Written task a =
Please transcribe the part of the Oracle SQL notebook below that runs between "# oracle connection" and "engine = create_engine(live_uri)", inclusive.

Passage shown =
# Oracle SQL Data Exploration Notebook

An example notebook which can be used to perform data analysis using an Oracle SQL client via SQLAlchemy and Pandas dataframes.


In [None]:
import json
import os
from datetime import datetime, timedelta

import matplotlib.pyplot as plt
import numpy as np
import pandas as pd
import sqlfluff
from box import Box
from dateutil.relativedelta import relativedelta
from sqlalchemy import create_engine

from cupyopt.schema import avro_schema, avro_schema_to_file, infer_df_avro_schema
from cupyopt.validation import df_avro_validate

In [None]:
# filepath to configuration file in yaml format
config_filepath = "file.yaml"
database_name = "db"

In [None]:
# open configuration file containing relevant connection details for oracle database
config = Box.from_yaml(filename=config_filepath)[database_name]

# oracle connection string which will have values replaced based on credentials provided from above json file
oracle_connection_string = (
    "oracle+cx_oracle://{username}:{password}@{hostname}:{port}/{database}"
)
live_uri = oracle_connection_string.format(
    username=config["username"],
    password=config["password"],
    hostname=config["hostname"],
    port=config["port"],
    database=config["database"],
)
# create the database connection engine using sqlalchemy library and formated oracle_connection_string
engine = create_engine(live_uri)

In [None]:
# build a SQL statement and run through SQL linter
sql_stmt = """
select distinct fs.uuid, fo1.flag, fo2.code from funky.schema fs
join funky.object1 fo1 on
fs.uuid = fo1.uuid
and fs.code = fo1.code
join funky.object2 fo2 on
fs.code = fo2.code
where fo1.flag = False
and fo2.prog = 'thing'
and fs.uuid not null
"""
sql_stmt_fixed = sqlfluff.fix(sql_stmt, dialect="ansi")
print(sql_stmt_fixed)

In [None]:
# read sql using linted SQL from above
df = pd.read_sql(sql_stmt_fixed, engine)
df.head()

In [None]:
# adjust column names and types if needed
df = df.rename(
    columns={
        "colname": "new_colname",
    }
)
df = df.astype(
    {
        "new_colname": "str",
    }
)

Source records =
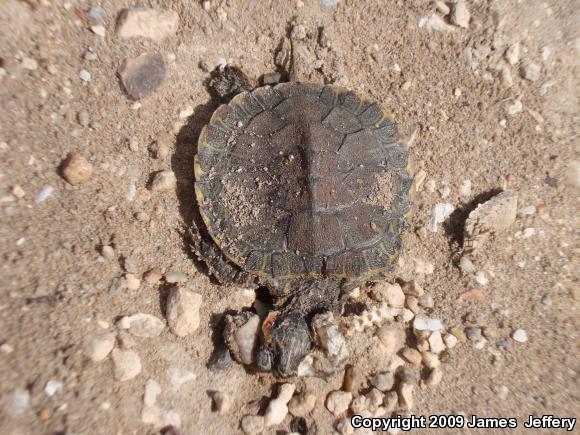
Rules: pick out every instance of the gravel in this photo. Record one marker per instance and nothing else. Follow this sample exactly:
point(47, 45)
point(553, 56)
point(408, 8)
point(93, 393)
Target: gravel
point(520, 336)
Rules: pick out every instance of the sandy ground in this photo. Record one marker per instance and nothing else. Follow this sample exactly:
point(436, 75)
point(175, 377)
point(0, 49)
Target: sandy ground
point(456, 88)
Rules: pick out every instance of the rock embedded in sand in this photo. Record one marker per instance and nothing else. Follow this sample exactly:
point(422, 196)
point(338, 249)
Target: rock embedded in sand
point(278, 407)
point(520, 336)
point(492, 216)
point(163, 180)
point(150, 23)
point(302, 404)
point(182, 311)
point(383, 381)
point(76, 169)
point(252, 424)
point(97, 348)
point(127, 364)
point(391, 338)
point(142, 325)
point(460, 14)
point(530, 71)
point(142, 75)
point(337, 402)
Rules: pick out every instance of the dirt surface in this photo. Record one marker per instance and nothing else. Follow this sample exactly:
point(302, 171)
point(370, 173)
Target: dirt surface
point(59, 286)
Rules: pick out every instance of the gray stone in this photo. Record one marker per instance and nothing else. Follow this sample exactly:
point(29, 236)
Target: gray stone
point(142, 75)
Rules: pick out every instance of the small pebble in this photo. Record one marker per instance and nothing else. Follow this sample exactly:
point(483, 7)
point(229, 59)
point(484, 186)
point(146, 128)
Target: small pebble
point(337, 402)
point(530, 71)
point(163, 180)
point(133, 283)
point(29, 64)
point(512, 54)
point(85, 75)
point(460, 14)
point(153, 276)
point(99, 30)
point(473, 334)
point(83, 118)
point(302, 404)
point(97, 348)
point(434, 377)
point(76, 169)
point(127, 364)
point(175, 277)
point(520, 336)
point(142, 75)
point(52, 387)
point(142, 325)
point(182, 311)
point(145, 22)
point(252, 424)
point(222, 402)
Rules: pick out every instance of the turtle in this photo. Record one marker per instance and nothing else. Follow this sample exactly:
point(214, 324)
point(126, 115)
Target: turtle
point(304, 189)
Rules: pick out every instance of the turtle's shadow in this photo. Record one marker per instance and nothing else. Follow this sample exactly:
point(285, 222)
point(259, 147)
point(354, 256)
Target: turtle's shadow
point(182, 164)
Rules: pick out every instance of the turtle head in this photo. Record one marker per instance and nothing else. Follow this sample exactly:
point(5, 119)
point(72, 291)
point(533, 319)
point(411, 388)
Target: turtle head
point(287, 340)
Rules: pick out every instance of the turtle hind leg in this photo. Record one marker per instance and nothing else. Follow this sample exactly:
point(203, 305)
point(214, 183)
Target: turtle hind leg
point(227, 81)
point(218, 266)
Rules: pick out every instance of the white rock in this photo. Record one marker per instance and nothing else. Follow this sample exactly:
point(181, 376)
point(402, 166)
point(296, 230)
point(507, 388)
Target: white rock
point(460, 14)
point(530, 71)
point(252, 424)
point(391, 338)
point(465, 189)
point(127, 364)
point(436, 342)
point(424, 323)
point(439, 213)
point(52, 387)
point(437, 24)
point(147, 23)
point(152, 390)
point(99, 30)
point(43, 194)
point(247, 339)
point(514, 107)
point(85, 75)
point(520, 336)
point(572, 174)
point(450, 341)
point(175, 277)
point(480, 278)
point(434, 377)
point(97, 348)
point(133, 283)
point(512, 54)
point(277, 408)
point(337, 402)
point(331, 339)
point(142, 325)
point(179, 376)
point(163, 180)
point(302, 404)
point(183, 311)
point(466, 266)
point(29, 63)
point(406, 395)
point(423, 267)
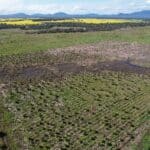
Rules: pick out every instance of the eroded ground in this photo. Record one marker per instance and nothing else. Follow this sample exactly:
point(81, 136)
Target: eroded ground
point(83, 97)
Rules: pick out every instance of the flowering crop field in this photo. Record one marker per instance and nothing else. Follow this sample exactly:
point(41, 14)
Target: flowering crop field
point(87, 21)
point(19, 22)
point(99, 21)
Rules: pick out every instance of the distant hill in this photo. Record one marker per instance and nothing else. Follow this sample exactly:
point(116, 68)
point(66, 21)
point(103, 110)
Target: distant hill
point(136, 15)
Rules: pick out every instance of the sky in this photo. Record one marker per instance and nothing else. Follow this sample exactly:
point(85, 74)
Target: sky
point(73, 6)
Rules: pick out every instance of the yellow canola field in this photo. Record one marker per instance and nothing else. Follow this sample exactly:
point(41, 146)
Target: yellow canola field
point(19, 22)
point(97, 21)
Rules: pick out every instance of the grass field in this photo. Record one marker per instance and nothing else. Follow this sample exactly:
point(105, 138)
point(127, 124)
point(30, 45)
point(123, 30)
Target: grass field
point(99, 21)
point(19, 22)
point(88, 21)
point(17, 42)
point(75, 91)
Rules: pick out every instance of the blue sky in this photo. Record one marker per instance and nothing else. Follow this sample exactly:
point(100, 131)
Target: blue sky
point(73, 6)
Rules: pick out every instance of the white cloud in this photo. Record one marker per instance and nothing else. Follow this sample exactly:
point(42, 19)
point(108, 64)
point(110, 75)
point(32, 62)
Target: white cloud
point(148, 1)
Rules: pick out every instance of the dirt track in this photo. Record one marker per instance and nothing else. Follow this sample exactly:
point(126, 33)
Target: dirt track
point(95, 58)
point(55, 71)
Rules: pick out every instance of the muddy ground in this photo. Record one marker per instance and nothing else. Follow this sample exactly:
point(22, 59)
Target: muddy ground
point(105, 56)
point(56, 64)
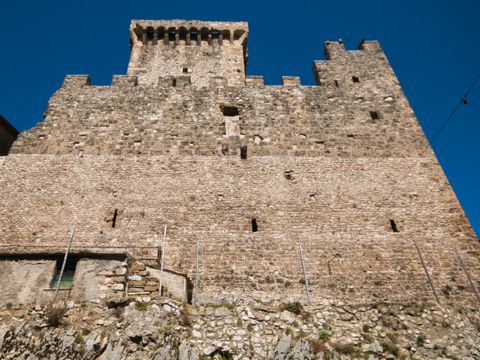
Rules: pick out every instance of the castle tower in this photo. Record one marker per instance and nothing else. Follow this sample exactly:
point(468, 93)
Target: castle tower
point(193, 49)
point(243, 173)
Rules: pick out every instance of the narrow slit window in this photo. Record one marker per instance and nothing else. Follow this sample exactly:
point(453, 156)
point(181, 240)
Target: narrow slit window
point(149, 34)
point(114, 218)
point(393, 225)
point(254, 225)
point(66, 281)
point(243, 152)
point(374, 115)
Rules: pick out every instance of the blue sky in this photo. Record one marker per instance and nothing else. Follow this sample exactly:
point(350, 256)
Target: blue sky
point(433, 46)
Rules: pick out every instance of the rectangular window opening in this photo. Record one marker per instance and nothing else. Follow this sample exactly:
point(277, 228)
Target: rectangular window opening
point(393, 225)
point(68, 273)
point(254, 225)
point(114, 218)
point(230, 111)
point(243, 152)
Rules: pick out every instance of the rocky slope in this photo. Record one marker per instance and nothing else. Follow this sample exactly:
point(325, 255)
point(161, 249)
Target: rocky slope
point(165, 330)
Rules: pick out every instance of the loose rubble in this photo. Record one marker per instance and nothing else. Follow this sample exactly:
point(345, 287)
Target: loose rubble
point(167, 330)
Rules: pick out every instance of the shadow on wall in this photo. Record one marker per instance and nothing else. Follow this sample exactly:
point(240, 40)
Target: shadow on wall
point(8, 134)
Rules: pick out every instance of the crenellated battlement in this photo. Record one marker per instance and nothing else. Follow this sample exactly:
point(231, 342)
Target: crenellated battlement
point(180, 32)
point(336, 49)
point(242, 173)
point(202, 49)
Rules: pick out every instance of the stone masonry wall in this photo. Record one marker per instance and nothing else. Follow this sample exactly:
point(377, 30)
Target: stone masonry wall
point(342, 168)
point(168, 48)
point(330, 205)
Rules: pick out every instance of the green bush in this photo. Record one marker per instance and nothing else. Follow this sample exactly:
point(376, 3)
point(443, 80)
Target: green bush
point(294, 307)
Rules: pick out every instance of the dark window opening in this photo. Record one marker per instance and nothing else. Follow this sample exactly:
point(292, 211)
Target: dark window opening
point(243, 152)
point(254, 225)
point(289, 174)
point(149, 34)
point(393, 225)
point(66, 281)
point(374, 115)
point(114, 218)
point(224, 149)
point(230, 111)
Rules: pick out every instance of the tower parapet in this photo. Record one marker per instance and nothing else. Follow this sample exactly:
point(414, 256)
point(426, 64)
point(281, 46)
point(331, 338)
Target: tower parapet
point(202, 49)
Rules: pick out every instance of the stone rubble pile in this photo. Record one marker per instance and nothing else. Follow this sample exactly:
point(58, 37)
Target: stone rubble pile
point(142, 328)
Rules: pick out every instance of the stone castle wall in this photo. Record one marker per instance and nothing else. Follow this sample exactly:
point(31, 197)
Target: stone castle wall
point(249, 171)
point(206, 50)
point(330, 205)
point(185, 119)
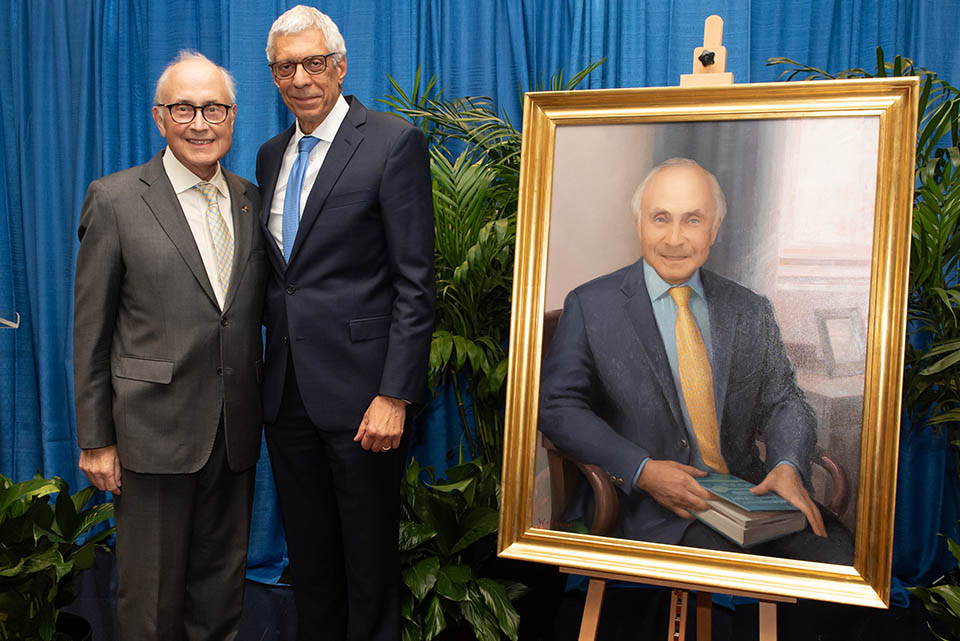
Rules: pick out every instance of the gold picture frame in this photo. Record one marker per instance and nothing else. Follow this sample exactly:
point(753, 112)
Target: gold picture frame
point(883, 113)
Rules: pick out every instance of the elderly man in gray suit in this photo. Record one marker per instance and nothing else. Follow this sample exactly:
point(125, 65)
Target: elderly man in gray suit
point(170, 283)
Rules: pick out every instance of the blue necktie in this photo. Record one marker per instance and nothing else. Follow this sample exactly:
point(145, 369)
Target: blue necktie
point(291, 201)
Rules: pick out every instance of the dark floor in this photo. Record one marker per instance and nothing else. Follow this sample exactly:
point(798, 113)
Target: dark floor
point(549, 614)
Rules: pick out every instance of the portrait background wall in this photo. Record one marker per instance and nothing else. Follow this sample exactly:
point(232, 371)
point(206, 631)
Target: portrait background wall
point(818, 180)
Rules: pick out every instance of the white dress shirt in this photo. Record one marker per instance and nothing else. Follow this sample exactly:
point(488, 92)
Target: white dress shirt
point(194, 207)
point(325, 132)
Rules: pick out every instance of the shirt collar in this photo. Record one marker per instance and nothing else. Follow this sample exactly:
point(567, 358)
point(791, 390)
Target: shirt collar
point(327, 129)
point(657, 287)
point(183, 179)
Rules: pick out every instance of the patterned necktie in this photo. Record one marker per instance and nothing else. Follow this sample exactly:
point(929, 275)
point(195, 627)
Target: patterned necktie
point(222, 240)
point(291, 199)
point(696, 381)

Written task b =
Repeat word for word the lines of the listing above that run between the lines holding "Rules: pick out every instance of the white cloud" and "point(243, 173)", inclusive. Leave the pictures out.

Task result a =
# oracle connection string which will have values replaced based on credentials provided from above json file
oracle_connection_string = (
    "oracle+cx_oracle://{username}:{password}@{hostname}:{port}/{database}"
)
live_uri = oracle_connection_string.format(
    username=config["username"],
    password=config["password"],
    hostname=config["hostname"],
    port=config["port"],
    database=config["database"],
)
# create the database connection engine using sqlalchemy library and formated oracle_connection_string
engine = create_engine(live_uri)

Task result b =
Rules: pick out every instance of the white cloud in this photo. Record one marker per instance and nothing else. Follow this sample exactly:
point(42, 19)
point(108, 64)
point(110, 75)
point(32, 62)
Target: white cloud
point(148, 1)
Rules: pick out every instance of the dirt track in this photo. Record one marker per instance and nothing else. Follow this sample exactly:
point(126, 33)
Target: dirt track
point(95, 58)
point(55, 71)
Rules: pick out every instance of the muddy ground in this photo. Record one marker per instance and nothing else. Follow this sample exactly:
point(22, 59)
Target: muddy ground
point(105, 56)
point(56, 64)
Rules: pick out every instance of the castle tower in this photo. Record one marker per instance and nothing else. Follow this sample exactly:
point(468, 93)
Target: castle tower
point(193, 49)
point(243, 173)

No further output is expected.